Article:
Social science papers that failed to replicate racked up 153 more citations, on average, than papers that replicated successfully.

This latest result is "pretty damning," says University of Maryland, College Park, cognitive scientist Michael Dougherty, who was not involved with the research. "Citation counts have long been treated as a proxy for research quality," he says, so the finding that less reliable research is cited more points to a "fundamental problem" with how such work is evaluated.

[...] University of California, San Diego, economists Marta Serra-Garcia and Uri Gneezy were interested in whether catchy research ideas would get more attention than mundane ones, even if they were less likely to be true. So they gathered data on 80 papers from three different projects that had tried to replicate important social science findings, with varying levels of success.

Records for processing:
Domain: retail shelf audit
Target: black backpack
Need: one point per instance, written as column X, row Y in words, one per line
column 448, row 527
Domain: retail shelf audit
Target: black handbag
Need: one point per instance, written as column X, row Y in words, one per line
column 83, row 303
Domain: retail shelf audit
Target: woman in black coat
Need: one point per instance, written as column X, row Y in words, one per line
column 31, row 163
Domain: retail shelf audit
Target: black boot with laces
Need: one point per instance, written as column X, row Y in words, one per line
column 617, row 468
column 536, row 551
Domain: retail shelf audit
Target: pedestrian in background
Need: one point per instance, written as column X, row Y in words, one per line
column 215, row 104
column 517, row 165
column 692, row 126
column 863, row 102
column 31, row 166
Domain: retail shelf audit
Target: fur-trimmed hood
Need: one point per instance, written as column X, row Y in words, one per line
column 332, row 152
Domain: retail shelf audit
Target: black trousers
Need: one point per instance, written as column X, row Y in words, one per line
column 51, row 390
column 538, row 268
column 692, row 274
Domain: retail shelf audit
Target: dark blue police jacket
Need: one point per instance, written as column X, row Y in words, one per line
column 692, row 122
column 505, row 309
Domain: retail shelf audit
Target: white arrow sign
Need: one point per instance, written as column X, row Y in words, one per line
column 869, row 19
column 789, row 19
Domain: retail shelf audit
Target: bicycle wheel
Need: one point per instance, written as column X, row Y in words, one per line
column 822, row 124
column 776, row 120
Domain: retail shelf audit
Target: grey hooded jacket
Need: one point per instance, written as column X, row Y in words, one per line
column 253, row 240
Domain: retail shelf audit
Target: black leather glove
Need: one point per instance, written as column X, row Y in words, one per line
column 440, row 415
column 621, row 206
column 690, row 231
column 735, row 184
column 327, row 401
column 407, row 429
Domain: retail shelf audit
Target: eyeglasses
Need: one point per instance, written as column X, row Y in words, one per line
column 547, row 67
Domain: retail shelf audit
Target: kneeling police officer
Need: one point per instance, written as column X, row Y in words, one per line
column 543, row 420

Tasks to carry out:
1. From the article on replication and citations, quote the passage starting with "This latest result" and going on through "work is evaluated.".
2. Extract each line of the records that contains the string "black".

The answers:
1.
This latest result is "pretty damning," says University of Maryland, College Park, cognitive scientist Michael Dougherty, who was not involved with the research. "Citation counts have long been treated as a proxy for research quality," he says, so the finding that less reliable research is cited more points to a "fundamental problem" with how such work is evaluated.

2.
Target: black backpack
Target: black handbag
Target: woman in black coat
Target: black boot with laces
Target: black trousers
Target: black leather glove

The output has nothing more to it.